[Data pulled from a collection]
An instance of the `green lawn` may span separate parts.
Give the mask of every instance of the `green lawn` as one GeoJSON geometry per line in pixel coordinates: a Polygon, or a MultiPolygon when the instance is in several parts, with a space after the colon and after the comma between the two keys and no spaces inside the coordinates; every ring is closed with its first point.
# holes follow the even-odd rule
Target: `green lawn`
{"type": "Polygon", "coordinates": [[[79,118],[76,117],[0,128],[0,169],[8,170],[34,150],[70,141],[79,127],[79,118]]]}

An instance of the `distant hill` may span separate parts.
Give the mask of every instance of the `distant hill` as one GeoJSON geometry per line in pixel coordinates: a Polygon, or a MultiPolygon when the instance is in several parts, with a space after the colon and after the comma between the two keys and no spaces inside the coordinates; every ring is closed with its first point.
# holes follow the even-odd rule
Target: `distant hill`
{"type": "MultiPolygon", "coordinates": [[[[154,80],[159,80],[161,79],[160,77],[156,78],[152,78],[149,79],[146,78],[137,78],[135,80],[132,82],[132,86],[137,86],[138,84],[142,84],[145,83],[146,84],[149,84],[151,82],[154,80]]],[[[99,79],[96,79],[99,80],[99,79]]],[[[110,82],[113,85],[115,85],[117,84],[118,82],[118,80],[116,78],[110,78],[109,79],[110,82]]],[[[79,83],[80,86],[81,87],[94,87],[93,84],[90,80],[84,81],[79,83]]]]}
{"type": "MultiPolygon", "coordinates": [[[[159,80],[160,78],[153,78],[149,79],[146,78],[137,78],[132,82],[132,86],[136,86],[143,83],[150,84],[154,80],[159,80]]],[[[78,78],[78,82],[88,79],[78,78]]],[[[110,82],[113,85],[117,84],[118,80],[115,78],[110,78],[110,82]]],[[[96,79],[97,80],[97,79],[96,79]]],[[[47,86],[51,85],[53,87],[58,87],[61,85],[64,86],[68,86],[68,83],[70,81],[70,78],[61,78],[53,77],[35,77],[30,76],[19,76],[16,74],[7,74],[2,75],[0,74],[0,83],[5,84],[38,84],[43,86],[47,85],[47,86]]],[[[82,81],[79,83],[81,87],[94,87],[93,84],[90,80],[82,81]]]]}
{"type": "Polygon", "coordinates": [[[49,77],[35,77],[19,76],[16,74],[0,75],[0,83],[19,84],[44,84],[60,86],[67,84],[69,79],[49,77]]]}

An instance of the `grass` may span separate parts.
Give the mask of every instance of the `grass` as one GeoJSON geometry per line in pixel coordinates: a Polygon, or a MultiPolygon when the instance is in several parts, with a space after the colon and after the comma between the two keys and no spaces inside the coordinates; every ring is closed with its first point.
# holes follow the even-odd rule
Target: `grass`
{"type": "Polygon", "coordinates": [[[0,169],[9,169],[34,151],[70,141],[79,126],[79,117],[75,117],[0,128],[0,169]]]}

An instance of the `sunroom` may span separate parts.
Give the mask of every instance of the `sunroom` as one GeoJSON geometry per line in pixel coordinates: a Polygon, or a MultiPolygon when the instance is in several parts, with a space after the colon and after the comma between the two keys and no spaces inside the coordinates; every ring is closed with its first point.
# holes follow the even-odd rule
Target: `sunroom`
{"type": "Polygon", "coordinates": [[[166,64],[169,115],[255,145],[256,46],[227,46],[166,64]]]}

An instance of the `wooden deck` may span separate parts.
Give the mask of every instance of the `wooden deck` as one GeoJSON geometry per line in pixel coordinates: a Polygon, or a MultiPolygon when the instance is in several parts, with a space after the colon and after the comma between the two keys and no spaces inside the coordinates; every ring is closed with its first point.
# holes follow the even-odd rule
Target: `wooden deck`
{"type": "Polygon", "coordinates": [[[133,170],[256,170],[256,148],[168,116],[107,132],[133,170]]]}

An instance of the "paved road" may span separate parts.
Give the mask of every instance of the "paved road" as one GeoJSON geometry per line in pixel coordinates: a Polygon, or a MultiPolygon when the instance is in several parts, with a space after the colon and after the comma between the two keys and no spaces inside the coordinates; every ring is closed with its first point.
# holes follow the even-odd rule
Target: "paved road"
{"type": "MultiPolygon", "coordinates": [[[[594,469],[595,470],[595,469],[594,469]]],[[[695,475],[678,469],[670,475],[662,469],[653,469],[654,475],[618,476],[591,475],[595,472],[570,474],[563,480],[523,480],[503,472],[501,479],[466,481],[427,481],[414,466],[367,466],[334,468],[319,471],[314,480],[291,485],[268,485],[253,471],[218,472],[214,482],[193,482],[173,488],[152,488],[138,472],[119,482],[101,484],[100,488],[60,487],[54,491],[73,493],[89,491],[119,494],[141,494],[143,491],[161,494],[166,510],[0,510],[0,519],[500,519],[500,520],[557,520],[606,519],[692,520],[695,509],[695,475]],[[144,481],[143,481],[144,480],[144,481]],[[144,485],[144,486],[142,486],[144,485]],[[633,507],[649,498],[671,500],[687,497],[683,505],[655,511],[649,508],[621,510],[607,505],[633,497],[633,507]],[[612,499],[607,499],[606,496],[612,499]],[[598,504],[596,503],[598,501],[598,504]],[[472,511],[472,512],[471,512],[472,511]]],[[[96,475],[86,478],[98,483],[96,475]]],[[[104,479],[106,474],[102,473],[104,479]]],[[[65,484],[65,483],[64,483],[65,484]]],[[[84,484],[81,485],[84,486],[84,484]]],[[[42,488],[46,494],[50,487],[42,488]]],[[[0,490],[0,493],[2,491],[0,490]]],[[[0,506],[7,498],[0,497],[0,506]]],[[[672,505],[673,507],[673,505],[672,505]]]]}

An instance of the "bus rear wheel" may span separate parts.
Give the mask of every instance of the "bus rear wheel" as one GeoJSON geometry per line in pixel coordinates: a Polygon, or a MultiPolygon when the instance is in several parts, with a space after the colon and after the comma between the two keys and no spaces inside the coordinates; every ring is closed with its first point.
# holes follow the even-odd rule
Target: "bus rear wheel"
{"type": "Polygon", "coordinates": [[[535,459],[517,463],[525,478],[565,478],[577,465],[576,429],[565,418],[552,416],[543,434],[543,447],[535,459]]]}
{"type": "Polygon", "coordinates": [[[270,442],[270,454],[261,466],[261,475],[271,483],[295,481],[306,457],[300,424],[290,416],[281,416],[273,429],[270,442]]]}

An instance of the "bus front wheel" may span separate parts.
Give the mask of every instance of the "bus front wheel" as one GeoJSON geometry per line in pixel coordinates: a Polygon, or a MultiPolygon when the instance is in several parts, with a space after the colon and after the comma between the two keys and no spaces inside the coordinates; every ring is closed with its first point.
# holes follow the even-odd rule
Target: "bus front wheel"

**Direction:** Which lines in the entries above contain the string "Target"? Pull out every one of them.

**Result for this task:**
Target: `green lawn`
Target: `distant hill`
Target: `grass`
Target: `sunroom`
Target: `wooden deck`
Target: "paved road"
Target: "bus rear wheel"
Target: "bus front wheel"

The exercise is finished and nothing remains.